Could you copy out all of the data below word for word, leaving the pictures out?

------ Data extract

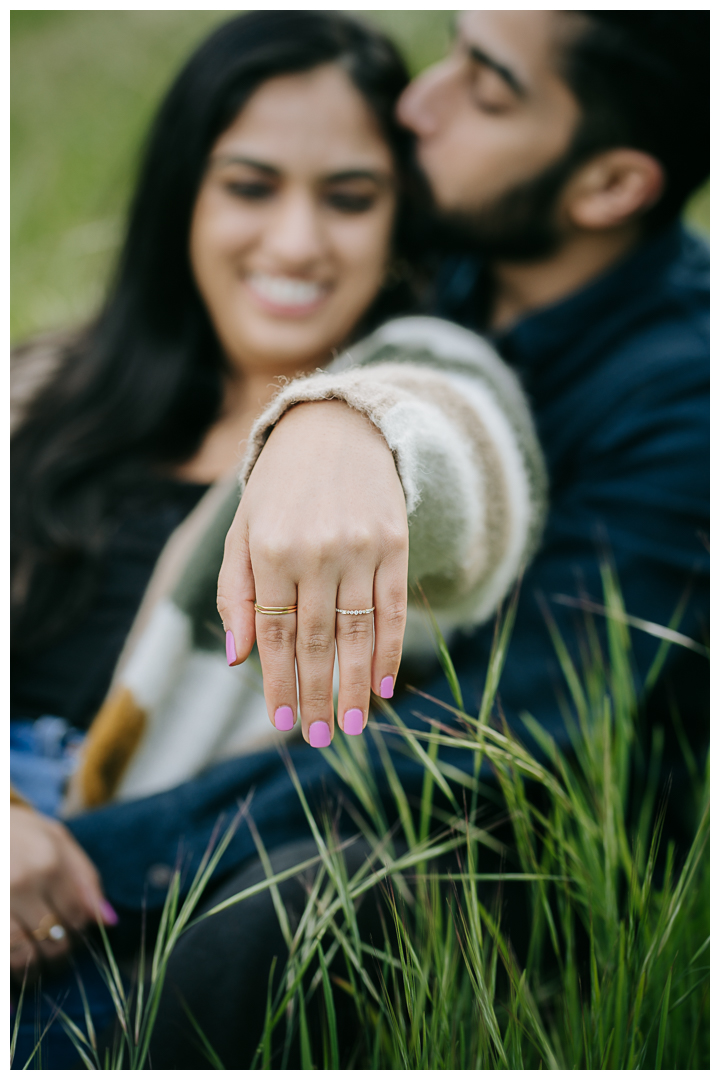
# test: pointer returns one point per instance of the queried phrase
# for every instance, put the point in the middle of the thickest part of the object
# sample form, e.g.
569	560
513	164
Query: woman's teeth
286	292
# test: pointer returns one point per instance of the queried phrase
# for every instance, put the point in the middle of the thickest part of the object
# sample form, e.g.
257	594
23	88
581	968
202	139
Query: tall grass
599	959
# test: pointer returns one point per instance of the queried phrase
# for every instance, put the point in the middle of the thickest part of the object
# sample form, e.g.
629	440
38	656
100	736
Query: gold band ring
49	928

------------

__Result of this exercise__:
# test: pointer returns one point per instance of the queried phrase
# for every instance, put the point in the middle of the thickest part of the object
# sample form, e.g.
569	560
513	164
Query: woman's teeth
286	292
# test: pointer returns one point per instance of the queried phrase
# for every instance, put the point in the middle of the thickest part of the object
# sample form, e.g.
257	594
23	88
581	968
202	139
Query: tall grass
599	959
# test: pointer returns one point per instance of the queried phrase
# for every instance, put the point in the middle of the thickest part of the object
# sample form, e.g.
629	440
38	656
100	736
Query: gold band ring
49	928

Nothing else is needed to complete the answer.